━━━━━ TEXT PROVIDED ━━━━━

8-K

 

 

UNITED STATES

SECURITIES AND EXCHANGE COMMISSION

Washington, DC 20549

 

 

FORM 8-K

 

 

CURRENT REPORT

Pursuant to Section 13 OR 15(d)

of the Securities Exchange Act of 1934

June 17, 2014 (June 11, 2014)

Date of Report (Date of earliest event reported)

 

 

Sonic Foundry, Inc.

(Exact name of registrant as specified in its charter)

 

 

 

Maryland   000-30407   39-1783372

(State or other jurisdiction

of incorporation)

 

(Commission

File Number)

 

(IRS Employer

Identification No.)

 

222 W. Washington Ave

Madison, WI 53703

  (608) 443-1600
(Address of principal executive offices)   (Registrant’s telephone number)

 

 

Check the appropriate box below if the Form 8-K filing is intended to simultaneously satisfy the filing obligation of the registrant under any of the following provisions

 

¨ Written communications pursuant to Rule 425 under the Securities Act (17 CFR 230.425)

 

¨ Soliciting material pursuant to Rule 14a-12 under the Exchange Act (17 CFR 240.14a-12)

 

¨ Pre-commencement communications pursuant to Rule 14d-2(b) under the Exchange Act (17 CFR 240.14d-2(b))

 

¨ Pre-commencement communications pursuant to Rule 13e-4(c) under the Exchange Act (17 CFR 240.13e-4(c))

 

 

 


Item 4.01 Changes in Registrant’s Certifying Accountant.

━━━━━

# [WHAT IS REQUIRED]
What date does the Form 8-K give for the earliest event reported? The listing comes from a separate source and is unrelated to the Form 8-K.

━━━━━ EXCERPTED DATA ━━━━━

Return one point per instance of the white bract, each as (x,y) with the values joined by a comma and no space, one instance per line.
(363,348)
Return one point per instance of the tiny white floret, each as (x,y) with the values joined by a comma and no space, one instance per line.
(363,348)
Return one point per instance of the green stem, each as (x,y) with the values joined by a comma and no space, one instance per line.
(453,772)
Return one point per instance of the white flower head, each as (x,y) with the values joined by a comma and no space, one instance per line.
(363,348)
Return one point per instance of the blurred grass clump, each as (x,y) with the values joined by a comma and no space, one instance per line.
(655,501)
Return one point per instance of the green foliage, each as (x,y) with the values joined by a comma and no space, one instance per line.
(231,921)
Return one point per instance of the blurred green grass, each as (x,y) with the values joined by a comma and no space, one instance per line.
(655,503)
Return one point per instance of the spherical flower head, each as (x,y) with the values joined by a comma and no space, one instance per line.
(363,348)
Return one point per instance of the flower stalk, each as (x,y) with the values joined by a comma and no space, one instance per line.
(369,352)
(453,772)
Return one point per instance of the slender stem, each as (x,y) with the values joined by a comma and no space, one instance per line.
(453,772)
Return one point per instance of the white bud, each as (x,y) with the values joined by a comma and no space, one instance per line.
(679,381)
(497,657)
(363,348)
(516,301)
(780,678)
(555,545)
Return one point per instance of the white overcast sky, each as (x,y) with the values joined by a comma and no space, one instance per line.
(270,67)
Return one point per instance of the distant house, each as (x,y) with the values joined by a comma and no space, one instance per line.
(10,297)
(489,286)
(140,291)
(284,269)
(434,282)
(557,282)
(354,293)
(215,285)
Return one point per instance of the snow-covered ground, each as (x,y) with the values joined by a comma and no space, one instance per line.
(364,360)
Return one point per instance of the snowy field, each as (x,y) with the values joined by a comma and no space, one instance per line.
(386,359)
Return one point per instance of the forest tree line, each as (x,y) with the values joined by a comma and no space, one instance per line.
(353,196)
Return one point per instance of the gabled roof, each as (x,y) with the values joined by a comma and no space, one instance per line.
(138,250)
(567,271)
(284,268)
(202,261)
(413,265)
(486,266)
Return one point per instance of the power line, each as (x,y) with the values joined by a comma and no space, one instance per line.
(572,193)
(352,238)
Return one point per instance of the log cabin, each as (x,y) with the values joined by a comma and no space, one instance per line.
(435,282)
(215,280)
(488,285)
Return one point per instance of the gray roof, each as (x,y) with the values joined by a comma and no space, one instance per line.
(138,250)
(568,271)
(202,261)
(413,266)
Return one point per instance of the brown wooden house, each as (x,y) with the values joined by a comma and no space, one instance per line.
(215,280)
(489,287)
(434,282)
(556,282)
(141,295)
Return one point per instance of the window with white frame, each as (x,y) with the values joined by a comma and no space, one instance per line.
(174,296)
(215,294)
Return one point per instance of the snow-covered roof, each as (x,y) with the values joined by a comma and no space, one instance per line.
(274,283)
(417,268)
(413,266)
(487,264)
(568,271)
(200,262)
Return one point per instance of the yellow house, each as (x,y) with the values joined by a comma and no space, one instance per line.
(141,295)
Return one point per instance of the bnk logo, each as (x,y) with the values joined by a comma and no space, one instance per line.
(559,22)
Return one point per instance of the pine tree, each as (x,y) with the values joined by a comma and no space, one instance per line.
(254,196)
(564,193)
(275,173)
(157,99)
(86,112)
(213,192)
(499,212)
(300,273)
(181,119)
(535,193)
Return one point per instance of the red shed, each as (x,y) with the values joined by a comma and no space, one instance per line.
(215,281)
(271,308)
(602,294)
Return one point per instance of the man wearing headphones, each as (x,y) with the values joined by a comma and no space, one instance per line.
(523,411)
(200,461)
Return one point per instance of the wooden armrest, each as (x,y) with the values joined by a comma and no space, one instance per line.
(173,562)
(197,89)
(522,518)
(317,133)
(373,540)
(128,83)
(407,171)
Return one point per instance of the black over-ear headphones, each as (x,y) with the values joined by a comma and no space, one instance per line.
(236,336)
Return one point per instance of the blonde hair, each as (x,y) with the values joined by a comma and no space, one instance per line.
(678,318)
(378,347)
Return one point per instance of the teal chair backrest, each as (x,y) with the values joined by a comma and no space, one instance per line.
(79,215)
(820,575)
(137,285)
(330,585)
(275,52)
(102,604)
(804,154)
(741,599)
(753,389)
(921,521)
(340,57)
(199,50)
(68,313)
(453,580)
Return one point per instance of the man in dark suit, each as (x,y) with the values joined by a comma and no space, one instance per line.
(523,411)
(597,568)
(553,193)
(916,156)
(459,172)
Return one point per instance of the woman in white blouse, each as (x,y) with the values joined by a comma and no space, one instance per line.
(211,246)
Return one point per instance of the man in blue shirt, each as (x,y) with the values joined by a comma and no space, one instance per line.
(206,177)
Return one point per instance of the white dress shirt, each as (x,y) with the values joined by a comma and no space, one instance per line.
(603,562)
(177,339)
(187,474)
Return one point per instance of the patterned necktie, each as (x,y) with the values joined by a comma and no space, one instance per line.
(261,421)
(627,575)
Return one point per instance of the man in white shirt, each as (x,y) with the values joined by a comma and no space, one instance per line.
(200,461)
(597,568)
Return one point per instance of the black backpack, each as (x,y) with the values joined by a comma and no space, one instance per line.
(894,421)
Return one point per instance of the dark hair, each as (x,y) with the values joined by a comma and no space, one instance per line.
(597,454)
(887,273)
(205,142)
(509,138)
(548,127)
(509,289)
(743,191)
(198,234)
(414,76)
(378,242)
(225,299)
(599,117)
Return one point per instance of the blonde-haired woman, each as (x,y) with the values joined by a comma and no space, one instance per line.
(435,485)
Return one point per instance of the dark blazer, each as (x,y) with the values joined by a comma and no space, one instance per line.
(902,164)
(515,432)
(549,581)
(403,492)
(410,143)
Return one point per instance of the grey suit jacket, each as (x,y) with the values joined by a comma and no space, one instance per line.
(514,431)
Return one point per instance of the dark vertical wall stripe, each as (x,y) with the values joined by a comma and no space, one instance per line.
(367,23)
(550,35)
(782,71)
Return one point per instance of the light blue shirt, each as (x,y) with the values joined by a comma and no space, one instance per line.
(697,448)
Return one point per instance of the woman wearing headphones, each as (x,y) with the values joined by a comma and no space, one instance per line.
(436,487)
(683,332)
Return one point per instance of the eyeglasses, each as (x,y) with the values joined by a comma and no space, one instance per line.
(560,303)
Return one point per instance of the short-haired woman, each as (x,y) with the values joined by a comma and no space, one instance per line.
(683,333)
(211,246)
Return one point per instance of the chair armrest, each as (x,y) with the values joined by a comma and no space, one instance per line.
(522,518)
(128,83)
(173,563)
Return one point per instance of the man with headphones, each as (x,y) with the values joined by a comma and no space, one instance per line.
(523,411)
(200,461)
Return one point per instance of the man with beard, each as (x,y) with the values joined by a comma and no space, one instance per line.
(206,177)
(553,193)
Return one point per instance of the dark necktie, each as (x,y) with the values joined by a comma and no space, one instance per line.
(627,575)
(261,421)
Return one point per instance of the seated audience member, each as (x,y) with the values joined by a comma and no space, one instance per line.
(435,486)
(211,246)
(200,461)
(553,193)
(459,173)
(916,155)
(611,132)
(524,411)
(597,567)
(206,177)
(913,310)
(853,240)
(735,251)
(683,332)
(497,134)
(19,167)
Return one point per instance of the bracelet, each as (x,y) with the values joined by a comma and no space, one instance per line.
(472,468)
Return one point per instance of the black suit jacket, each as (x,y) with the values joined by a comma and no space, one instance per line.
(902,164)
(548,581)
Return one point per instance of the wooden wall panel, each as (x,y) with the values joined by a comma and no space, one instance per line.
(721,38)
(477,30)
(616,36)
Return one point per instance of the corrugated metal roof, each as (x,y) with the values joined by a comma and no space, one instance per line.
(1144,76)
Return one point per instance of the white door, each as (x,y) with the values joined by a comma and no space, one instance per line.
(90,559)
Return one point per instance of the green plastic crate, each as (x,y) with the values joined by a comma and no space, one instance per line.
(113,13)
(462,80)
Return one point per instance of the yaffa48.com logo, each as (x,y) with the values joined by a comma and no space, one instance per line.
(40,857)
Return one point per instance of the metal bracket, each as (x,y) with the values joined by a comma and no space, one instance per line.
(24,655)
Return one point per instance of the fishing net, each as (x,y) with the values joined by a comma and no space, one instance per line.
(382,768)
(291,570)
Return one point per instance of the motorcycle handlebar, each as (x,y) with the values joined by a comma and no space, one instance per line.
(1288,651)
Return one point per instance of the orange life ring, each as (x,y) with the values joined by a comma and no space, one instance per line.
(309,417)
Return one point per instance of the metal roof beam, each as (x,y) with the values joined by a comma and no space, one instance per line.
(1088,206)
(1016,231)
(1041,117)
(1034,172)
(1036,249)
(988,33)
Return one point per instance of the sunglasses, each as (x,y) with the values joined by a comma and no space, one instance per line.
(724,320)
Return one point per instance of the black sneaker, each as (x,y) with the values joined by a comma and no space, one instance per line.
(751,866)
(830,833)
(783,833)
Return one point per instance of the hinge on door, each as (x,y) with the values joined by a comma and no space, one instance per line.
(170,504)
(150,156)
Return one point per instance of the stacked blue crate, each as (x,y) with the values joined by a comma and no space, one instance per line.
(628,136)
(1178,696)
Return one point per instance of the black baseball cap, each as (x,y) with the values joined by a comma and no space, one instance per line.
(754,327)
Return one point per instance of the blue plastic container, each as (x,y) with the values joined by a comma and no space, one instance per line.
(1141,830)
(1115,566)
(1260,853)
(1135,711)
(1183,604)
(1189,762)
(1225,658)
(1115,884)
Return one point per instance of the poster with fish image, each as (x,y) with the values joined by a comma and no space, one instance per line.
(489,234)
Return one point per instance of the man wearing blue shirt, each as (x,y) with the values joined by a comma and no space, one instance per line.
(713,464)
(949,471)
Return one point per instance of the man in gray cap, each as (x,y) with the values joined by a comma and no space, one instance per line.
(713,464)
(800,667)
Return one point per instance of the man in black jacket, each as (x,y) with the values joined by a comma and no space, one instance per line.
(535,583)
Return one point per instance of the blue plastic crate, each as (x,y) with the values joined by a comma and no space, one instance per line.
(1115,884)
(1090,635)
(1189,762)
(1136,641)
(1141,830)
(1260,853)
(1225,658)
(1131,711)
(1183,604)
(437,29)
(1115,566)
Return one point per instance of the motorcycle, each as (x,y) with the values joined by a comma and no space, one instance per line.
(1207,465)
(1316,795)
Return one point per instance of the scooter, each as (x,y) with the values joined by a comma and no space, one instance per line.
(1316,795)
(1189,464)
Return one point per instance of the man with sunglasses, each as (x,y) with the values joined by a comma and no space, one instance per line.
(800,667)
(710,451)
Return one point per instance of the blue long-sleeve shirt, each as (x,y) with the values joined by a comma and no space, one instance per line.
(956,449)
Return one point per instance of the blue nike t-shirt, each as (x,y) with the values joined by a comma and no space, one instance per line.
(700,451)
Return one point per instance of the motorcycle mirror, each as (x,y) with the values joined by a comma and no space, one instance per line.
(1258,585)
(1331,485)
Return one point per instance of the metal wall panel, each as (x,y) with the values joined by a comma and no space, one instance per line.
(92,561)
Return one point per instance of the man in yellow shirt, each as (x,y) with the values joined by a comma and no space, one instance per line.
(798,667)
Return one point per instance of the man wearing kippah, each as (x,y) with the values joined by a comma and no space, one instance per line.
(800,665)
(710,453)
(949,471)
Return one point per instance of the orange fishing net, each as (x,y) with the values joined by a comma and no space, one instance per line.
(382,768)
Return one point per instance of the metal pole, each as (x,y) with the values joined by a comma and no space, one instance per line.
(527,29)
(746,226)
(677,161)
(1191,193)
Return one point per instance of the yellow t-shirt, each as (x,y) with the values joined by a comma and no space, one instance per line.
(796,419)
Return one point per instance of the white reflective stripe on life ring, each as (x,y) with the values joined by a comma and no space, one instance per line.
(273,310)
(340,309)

━━━━━

# [SOLUTION FOR THIS EXERCISE]
June 11, 2014.